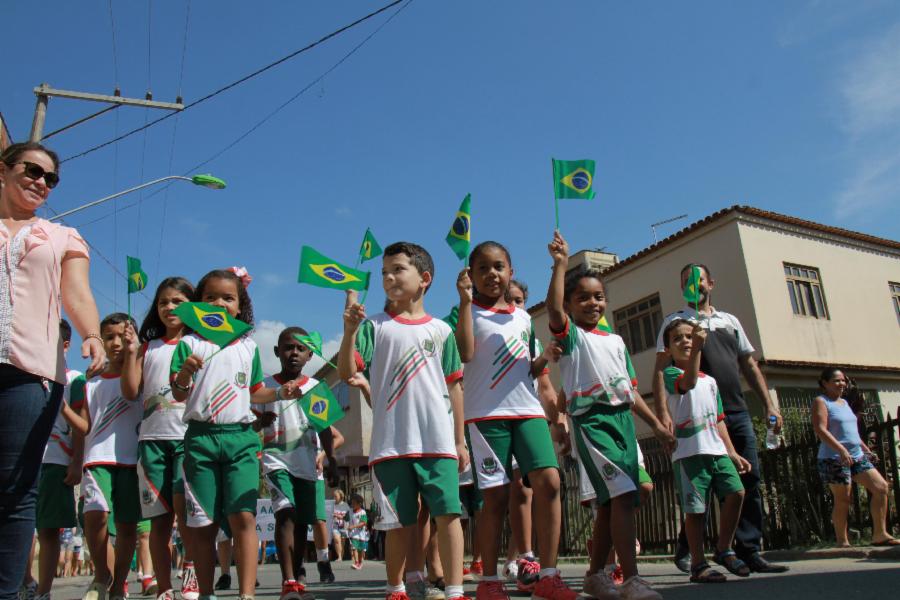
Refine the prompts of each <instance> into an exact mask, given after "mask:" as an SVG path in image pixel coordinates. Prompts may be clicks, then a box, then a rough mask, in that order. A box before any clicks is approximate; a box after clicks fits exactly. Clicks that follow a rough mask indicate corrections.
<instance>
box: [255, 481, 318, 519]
mask: <svg viewBox="0 0 900 600" xmlns="http://www.w3.org/2000/svg"><path fill="white" fill-rule="evenodd" d="M264 477H265V478H266V483H267V484H268V485H269V492H270V494H271V496H272V512H274V513H279V512H281V511H282V510H287V509H293V510H294V515H293V520H294V523H297V524H298V525H315V523H316V521H325V520H326V519H327V515H326V514H325V482H324V481H322V480H321V479H318V480H316V481H310V480H308V479H301V478H299V477H294V476H293V475H291V473H290V472H289V471H288V470H287V469H279V470H277V471H272V472H270V473H266V474H265V475H264Z"/></svg>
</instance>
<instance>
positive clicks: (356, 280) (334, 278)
mask: <svg viewBox="0 0 900 600" xmlns="http://www.w3.org/2000/svg"><path fill="white" fill-rule="evenodd" d="M297 281H298V282H300V283H308V284H310V285H315V286H318V287H325V288H333V289H336V290H365V289H368V288H369V272H368V271H357V270H356V269H351V268H350V267H348V266H345V265H342V264H340V263H339V262H337V261H334V260H331V259H330V258H328V257H327V256H325V255H324V254H320V253H319V252H317V251H316V250H315V249H313V248H311V247H310V246H303V249H302V250H301V252H300V273H299V274H298V275H297Z"/></svg>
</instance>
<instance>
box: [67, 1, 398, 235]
mask: <svg viewBox="0 0 900 600" xmlns="http://www.w3.org/2000/svg"><path fill="white" fill-rule="evenodd" d="M411 3H412V0H405V3H404V4H403V6H401V7H400V8H399V9H397V11H395V12H394V13H393V14H392V15H391V16H390V17H389V18H387V19H386V20H385V21H384V23H382V24H381V25H379V26H378V27H377V28H376V29H375V30H374V31H372V33H370V34H369V35H368V36H366V37H365V38H364V39H363V40H362V41H361V42H360V43H359V44H357V45H356V46H354V47H353V48H351V49H350V51H349V52H347V53H346V54H344V56H342V57H341V58H340V59H339V60H338V61H337V62H335V63H334V64H333V65H332V66H330V67H329V68H328V69H326V70H325V71H323V72H322V73H321V74H320V75H319V76H318V77H316V78H314V79H313V80H311V81H310V82H309V83H308V84H306V85H305V86H303V88H301V89H300V91H298V92H297V93H296V94H294V95H293V96H291V97H290V98H288V100H286V101H285V102H283V103H281V104H280V105H279V106H278V107H276V108H275V109H274V110H273V111H272V112H270V113H269V114H268V115H266V116H265V117H263V118H262V119H261V120H260V121H258V122H257V123H255V124H254V125H253V126H252V127H250V128H249V129H248V130H247V131H245V132H244V133H242V134H241V135H239V136H238V137H237V138H236V139H234V140H233V141H232V142H231V143H229V144H228V145H226V146H225V147H224V148H222V149H221V150H219V151H218V152H216V153H215V154H213V155H212V156H210V157H209V158H207V159H206V160H204V161H202V162H199V163H197V164H196V165H194V166H193V167H191V168H190V169H187V170H185V171H184V172H183V173H182V174H183V175H189V174H191V173H194V172H196V170H197V169H199V168H200V167H202V166H204V165H207V164H209V163H211V162H212V161H214V160H215V159H217V158H219V157H220V156H221V155H223V154H224V153H225V152H227V151H228V150H230V149H231V148H233V147H234V146H236V145H237V144H238V143H239V142H241V141H242V140H243V139H244V138H246V137H247V136H249V135H250V134H251V133H253V132H254V131H256V130H257V129H259V128H260V127H261V126H262V125H263V124H264V123H265V122H266V121H268V120H269V119H271V118H272V117H274V116H275V115H276V114H277V113H279V112H280V111H281V110H283V109H284V108H285V107H287V106H288V105H289V104H291V103H292V102H294V101H295V100H297V99H298V98H299V97H300V96H302V95H303V94H305V93H306V92H308V91H309V90H310V89H311V88H312V87H313V86H314V85H315V84H316V83H318V82H320V81H322V80H324V79H325V77H326V76H327V75H329V74H330V73H331V72H332V71H334V70H335V69H337V68H338V67H339V66H340V65H341V64H343V63H344V62H345V61H346V60H347V59H348V58H350V57H351V56H352V55H353V54H355V53H356V52H357V51H358V50H359V49H360V48H362V47H363V46H364V45H365V44H366V43H367V42H368V41H369V40H371V39H372V38H373V37H374V36H375V35H376V34H378V32H379V31H381V30H382V29H383V28H384V27H385V26H386V25H387V24H388V23H390V22H391V21H392V20H393V19H394V18H395V17H396V16H397V15H399V14H400V12H401V11H403V10H405V9H406V8H407V7H408V6H409V5H410V4H411ZM173 183H174V182H169V183H166V184H164V185H163V186H161V187H160V188H158V189H156V190H154V191H153V192H151V193H149V194H147V196H146V198H144V200H149V199H150V198H152V197H153V196H156V195H157V194H162V193H163V192H165V191H167V190H168V189H169V187H170V186H171V185H173ZM117 206H118V204H117ZM134 206H137V202H132V203H131V204H126V205H124V206H123V207H122V208H121V210H126V209H129V208H132V207H134ZM109 217H110V214H106V215H103V216H102V217H97V218H96V219H93V220H91V221H85V222H84V223H79V224H78V225H76V226H75V227H77V228H81V227H87V226H88V225H93V224H94V223H98V222H100V221H103V220H105V219H108V218H109Z"/></svg>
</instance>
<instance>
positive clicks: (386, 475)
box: [373, 458, 461, 529]
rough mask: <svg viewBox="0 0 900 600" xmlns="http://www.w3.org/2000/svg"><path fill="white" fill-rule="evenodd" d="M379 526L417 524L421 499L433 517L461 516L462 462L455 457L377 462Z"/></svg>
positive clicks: (394, 525) (399, 458)
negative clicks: (460, 475)
mask: <svg viewBox="0 0 900 600" xmlns="http://www.w3.org/2000/svg"><path fill="white" fill-rule="evenodd" d="M373 471H374V474H375V482H374V483H375V484H376V485H375V488H376V490H377V492H380V493H376V502H377V503H378V507H379V509H380V516H379V524H381V525H382V526H383V527H385V528H387V529H391V528H395V527H407V526H409V525H415V524H416V521H417V520H418V516H419V496H420V495H421V496H422V500H423V501H424V502H425V504H426V505H427V506H428V510H429V512H431V516H432V517H442V516H445V515H459V514H460V513H461V508H460V505H459V492H458V491H457V490H458V489H459V462H458V461H457V460H456V459H455V458H391V459H388V460H383V461H381V462H379V463H375V465H374V468H373Z"/></svg>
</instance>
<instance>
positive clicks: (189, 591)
mask: <svg viewBox="0 0 900 600" xmlns="http://www.w3.org/2000/svg"><path fill="white" fill-rule="evenodd" d="M181 597H182V599H183V600H197V599H198V598H199V597H200V584H198V583H197V572H196V571H194V567H186V568H185V569H184V571H183V572H182V573H181Z"/></svg>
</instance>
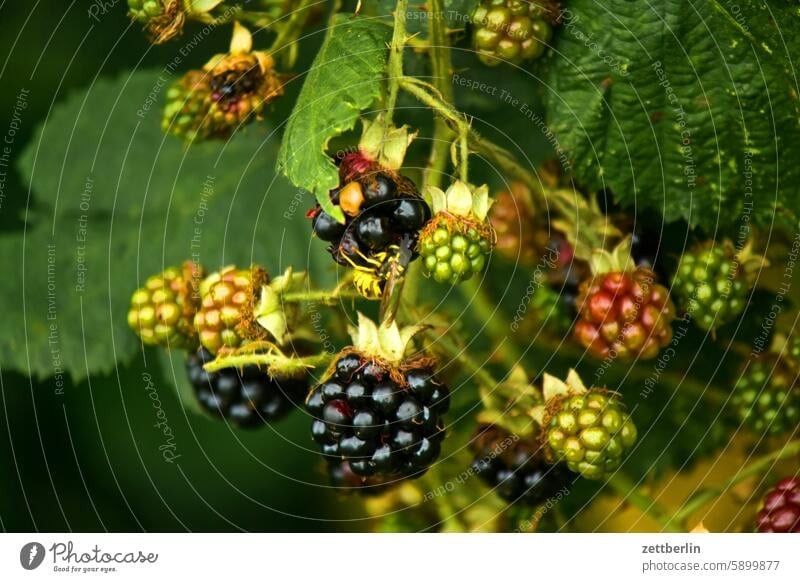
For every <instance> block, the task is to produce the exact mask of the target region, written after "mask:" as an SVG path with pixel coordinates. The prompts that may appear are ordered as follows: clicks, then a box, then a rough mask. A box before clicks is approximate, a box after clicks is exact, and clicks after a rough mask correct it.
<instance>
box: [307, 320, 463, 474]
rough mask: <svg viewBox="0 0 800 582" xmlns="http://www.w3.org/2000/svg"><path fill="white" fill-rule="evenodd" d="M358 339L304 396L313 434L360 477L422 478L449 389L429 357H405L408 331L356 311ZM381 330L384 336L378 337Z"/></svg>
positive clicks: (331, 451) (383, 335)
mask: <svg viewBox="0 0 800 582" xmlns="http://www.w3.org/2000/svg"><path fill="white" fill-rule="evenodd" d="M357 333H358V336H357V337H358V340H359V341H357V342H356V345H355V346H354V347H351V348H348V349H346V350H345V351H343V352H342V353H341V354H340V355H339V356H338V357H337V359H336V361H335V362H334V364H333V365H332V366H331V368H330V371H329V373H328V374H326V377H325V379H324V380H323V381H322V382H321V383H320V384H319V385H318V386H316V387H315V388H314V389H313V390H312V391H311V392H310V394H309V396H308V399H307V400H306V408H307V409H308V411H309V413H310V414H311V416H312V417H313V418H314V420H313V422H312V425H311V434H312V438H313V439H314V440H315V441H316V442H317V443H318V444H319V446H320V448H321V450H322V454H323V456H324V457H325V458H326V459H327V460H328V462H329V463H337V462H340V461H346V462H347V463H348V464H349V468H350V470H351V471H352V472H353V473H355V474H356V475H359V476H360V477H362V478H367V477H390V478H394V479H400V478H405V477H412V476H413V477H417V476H420V475H422V474H423V473H424V472H425V471H426V470H427V469H428V467H429V466H430V465H431V464H432V463H433V462H434V461H435V460H436V458H437V457H438V456H439V450H440V446H441V442H442V439H443V438H444V424H443V422H442V420H441V415H442V414H443V413H444V412H446V411H447V408H448V406H449V392H448V390H447V387H446V386H444V385H443V384H441V383H440V382H439V381H438V380H437V379H436V377H435V375H434V370H433V365H434V361H433V360H432V359H431V358H430V357H427V356H424V355H422V356H416V357H413V358H411V359H405V358H404V357H403V353H404V352H405V347H406V345H407V343H408V342H409V341H410V339H411V338H410V335H411V334H409V332H403V333H401V332H400V331H399V330H398V328H397V326H396V324H392V326H389V327H386V328H382V330H381V334H379V333H378V331H377V328H376V327H375V324H374V323H372V322H371V321H370V320H368V319H366V318H365V317H363V316H359V328H358V330H357ZM379 335H380V337H379Z"/></svg>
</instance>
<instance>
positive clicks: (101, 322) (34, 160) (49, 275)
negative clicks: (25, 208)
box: [0, 71, 334, 379]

■ ■ ■

## WORK REQUIRED
Go to the line with "box: [373, 458, 461, 529]" in the entries above and repeat every line from there through the line with "positive clicks: (394, 525) (399, 458)", exactly and with no other text.

## TASK ANSWER
box: [373, 458, 461, 529]
rough mask: <svg viewBox="0 0 900 600" xmlns="http://www.w3.org/2000/svg"><path fill="white" fill-rule="evenodd" d="M379 526L417 524L421 499L433 517L461 516L462 462L455 457L377 462Z"/></svg>
positive clicks: (394, 525) (399, 458)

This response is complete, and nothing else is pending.